**Record list**.
(begin)
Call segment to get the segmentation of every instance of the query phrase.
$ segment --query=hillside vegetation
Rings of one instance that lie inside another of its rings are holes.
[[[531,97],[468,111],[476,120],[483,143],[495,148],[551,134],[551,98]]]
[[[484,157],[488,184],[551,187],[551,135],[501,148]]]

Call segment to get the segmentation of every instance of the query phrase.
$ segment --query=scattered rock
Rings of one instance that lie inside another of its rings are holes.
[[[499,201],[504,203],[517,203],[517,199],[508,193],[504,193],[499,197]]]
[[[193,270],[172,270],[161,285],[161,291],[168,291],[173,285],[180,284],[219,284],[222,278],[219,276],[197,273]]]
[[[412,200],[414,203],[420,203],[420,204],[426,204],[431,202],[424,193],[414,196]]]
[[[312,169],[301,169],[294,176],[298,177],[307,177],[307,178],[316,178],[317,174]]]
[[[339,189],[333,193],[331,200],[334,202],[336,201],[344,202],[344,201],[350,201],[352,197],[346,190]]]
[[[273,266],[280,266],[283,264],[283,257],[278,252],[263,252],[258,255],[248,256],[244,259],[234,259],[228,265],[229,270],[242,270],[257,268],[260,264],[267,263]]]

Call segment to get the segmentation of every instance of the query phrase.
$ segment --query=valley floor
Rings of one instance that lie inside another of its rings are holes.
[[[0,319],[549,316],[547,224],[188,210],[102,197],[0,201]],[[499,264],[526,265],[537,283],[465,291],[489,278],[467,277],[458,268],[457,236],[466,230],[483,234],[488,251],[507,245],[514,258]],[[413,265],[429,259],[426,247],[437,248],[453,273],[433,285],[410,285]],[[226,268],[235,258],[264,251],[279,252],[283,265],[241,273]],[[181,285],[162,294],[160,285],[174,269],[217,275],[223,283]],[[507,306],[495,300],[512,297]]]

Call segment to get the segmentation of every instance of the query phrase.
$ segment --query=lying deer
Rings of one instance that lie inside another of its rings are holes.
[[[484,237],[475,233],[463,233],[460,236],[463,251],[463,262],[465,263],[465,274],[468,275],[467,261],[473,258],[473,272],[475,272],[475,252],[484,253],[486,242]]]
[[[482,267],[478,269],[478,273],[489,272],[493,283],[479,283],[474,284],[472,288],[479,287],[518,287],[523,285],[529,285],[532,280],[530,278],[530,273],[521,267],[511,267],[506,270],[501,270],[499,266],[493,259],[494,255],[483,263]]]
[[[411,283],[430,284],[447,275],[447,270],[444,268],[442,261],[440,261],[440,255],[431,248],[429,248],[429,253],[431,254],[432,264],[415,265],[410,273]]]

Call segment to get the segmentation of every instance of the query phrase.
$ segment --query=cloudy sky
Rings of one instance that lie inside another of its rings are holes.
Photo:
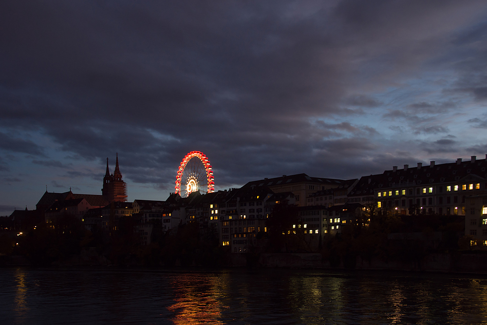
(end)
**Request**.
Can you copy out the entries word for word, from the very start through the line containing "[[[484,157],[488,184],[551,187],[551,135],[501,148]]]", with that line included?

**Solved problem**.
Call segment to get the segmentation of every instance of the query phrase.
$ segment --query=hillside vegetation
Rings of one instance that lie inside another of its rings are holes.
[[[531,97],[468,111],[476,120],[483,143],[495,148],[551,134],[551,98]]]
[[[484,157],[488,184],[551,187],[551,135],[501,148]]]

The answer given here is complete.